• [Task set]:
A. In the processes overview, what three categories of resources does a process use?
B. Reproduce the processes overview's text between "Command Action" and "(sometimes stopping it)", inclusive.

• [Page excerpt]:
Processes

Command Action
ps Show running processes
top Monitor the machine resources interactively
jobs Show the jobs in the current shell
bg Put a stopped job into the background
fg Put a job into the foreground
kill Send a signal to a process (sometimes stopping it)
killall Kill a process by name
shutdown Turn off the computer

When a program executes it becomes a process. If a program on disk is a book then reading it is a process. Linux allocates the computer’s resources to processes as they need them. There are three categories of resources that a process uses:

  • CPU time. A process consumes processor time as it executes. A CPU can only execute one process at a time, so the amount of compute time is limited by the number of CPU cores in the computer.

  • Memory. Programs must be loaded into memory before they can execute and usually request additional memory to do their work. Memory is a limited resource, when it gets scarce computers run very slowly.

  • File Handles. File handles are for more than just files. All I/O functions on Linux are performed using file handles, including network I/O and communicating with device drivers.

This introduction will show you how to control process execution, examine process resources and understand how Linux manages the resources of the computer.

Controlling Processes

A process is a running program. Processes use the CPU to execute instructions. The processes we’ve used so far in the class have usually executed quickly and finished, causing the shell to return to the prompt. What happens when you use the cat command with no arguments?

• [Supplied data]:

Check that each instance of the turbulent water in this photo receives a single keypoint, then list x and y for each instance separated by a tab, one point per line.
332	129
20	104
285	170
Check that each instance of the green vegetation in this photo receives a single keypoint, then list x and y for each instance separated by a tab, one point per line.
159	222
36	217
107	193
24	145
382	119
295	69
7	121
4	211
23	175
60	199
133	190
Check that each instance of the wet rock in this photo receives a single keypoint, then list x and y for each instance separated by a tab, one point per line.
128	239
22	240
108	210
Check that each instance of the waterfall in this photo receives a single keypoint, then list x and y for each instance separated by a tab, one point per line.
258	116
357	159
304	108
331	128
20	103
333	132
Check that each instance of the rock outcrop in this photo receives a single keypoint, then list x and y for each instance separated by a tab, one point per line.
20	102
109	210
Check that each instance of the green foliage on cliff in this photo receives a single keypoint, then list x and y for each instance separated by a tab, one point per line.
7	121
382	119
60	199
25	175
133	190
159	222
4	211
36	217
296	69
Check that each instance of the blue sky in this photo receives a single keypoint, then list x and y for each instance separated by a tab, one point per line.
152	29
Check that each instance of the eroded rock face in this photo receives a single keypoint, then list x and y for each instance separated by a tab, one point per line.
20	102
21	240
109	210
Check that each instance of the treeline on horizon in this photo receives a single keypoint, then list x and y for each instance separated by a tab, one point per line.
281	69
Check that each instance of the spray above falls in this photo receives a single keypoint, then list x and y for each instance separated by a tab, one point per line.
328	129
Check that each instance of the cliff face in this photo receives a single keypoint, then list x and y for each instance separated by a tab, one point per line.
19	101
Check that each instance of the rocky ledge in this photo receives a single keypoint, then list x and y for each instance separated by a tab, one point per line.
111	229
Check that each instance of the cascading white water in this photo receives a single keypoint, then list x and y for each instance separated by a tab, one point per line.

• [Responses per task]:
A. CPU time, memory, and file handles.

B.
Command Action
ps Show running processes
top Monitor the machine resources interactively
jobs Show the jobs in the current shell
bg Put a stopped job into the background
fg Put a job into the foreground
kill Send a signal to a process (sometimes stopping it)